**EXERCISE OBJECTIVE:**
Beginning at the line that includes "Where can the white", print each remaining line of the data word for word. Output nothing else.

**RECORDS FOR THIS EXERCISE:**
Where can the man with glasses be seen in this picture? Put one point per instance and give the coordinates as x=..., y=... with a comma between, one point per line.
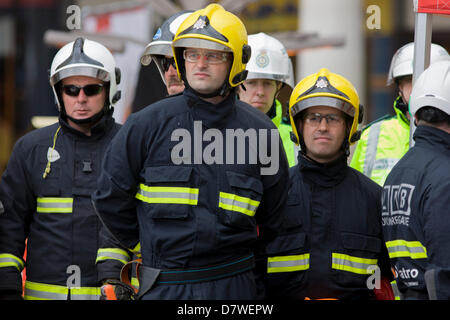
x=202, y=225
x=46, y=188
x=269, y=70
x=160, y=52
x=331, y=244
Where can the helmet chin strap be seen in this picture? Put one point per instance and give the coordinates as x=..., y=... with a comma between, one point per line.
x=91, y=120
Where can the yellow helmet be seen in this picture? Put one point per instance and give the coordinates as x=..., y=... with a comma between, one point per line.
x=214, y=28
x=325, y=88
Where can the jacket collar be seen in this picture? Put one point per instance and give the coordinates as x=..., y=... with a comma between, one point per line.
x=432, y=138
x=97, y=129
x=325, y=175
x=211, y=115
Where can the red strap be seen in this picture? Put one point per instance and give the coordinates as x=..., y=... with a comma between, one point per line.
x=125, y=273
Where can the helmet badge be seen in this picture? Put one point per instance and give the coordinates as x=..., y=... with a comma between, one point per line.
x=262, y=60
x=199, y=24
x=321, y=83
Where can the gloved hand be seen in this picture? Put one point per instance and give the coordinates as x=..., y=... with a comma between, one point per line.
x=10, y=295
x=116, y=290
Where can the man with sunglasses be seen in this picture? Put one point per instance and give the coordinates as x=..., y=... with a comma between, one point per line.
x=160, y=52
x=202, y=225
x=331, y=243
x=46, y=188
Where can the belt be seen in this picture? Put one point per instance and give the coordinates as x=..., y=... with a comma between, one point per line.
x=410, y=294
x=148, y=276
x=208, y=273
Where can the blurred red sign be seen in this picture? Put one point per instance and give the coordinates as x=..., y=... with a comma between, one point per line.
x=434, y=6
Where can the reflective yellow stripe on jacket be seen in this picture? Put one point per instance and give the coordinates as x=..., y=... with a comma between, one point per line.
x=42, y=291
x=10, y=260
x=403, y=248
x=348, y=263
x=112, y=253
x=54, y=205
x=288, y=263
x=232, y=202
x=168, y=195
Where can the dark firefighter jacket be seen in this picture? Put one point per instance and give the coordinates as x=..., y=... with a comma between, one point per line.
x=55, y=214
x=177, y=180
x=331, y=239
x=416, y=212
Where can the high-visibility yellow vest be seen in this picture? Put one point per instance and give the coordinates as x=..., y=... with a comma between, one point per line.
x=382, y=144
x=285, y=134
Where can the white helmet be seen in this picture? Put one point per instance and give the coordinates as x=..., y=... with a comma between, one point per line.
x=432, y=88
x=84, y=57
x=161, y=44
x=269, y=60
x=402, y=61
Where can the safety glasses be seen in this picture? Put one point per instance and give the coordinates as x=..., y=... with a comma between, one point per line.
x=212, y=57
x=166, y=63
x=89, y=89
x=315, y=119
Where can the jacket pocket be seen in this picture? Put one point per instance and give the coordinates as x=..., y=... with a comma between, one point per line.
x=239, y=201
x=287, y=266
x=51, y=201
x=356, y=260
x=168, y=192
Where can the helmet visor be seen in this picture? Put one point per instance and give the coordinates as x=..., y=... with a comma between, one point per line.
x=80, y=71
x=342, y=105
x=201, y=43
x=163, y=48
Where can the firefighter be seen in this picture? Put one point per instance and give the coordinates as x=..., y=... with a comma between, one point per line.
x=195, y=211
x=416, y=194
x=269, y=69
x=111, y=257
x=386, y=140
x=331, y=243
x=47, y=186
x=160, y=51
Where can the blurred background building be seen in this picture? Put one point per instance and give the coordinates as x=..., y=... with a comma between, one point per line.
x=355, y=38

**SOLUTION BELOW:**
Where can the white helmet be seen in this picture? Put one point per instance and give the coordinates as x=..., y=... with a comma between, one point per line.
x=432, y=88
x=84, y=57
x=161, y=44
x=269, y=60
x=402, y=61
Where can the safety glasses be seen in this picture? Put one point per instance and give the coordinates as x=..., y=... with a comma between, one point per line.
x=212, y=57
x=166, y=63
x=89, y=89
x=315, y=119
Where can the jacket pocket be seen in this picture? Put one point per instance and give the coordinates as x=..., y=... with a comma between, one point per line.
x=239, y=201
x=287, y=266
x=51, y=201
x=356, y=260
x=168, y=192
Where can the helmet visor be seen in this picture? Put one point per instance and give the coordinates as x=..., y=... with a comma between, one point per line.
x=80, y=71
x=342, y=105
x=201, y=43
x=163, y=48
Where can the firefighter be seen in this picture? Put one point per instance and give the coordinates as x=..., y=... with a comma between, one point per line.
x=195, y=211
x=416, y=194
x=269, y=69
x=111, y=257
x=386, y=140
x=331, y=243
x=47, y=186
x=160, y=51
Where can the blurred background building be seen in this picture? Put one point per instance and give the coordinates as x=..., y=... with a comma between, one point per line.
x=355, y=38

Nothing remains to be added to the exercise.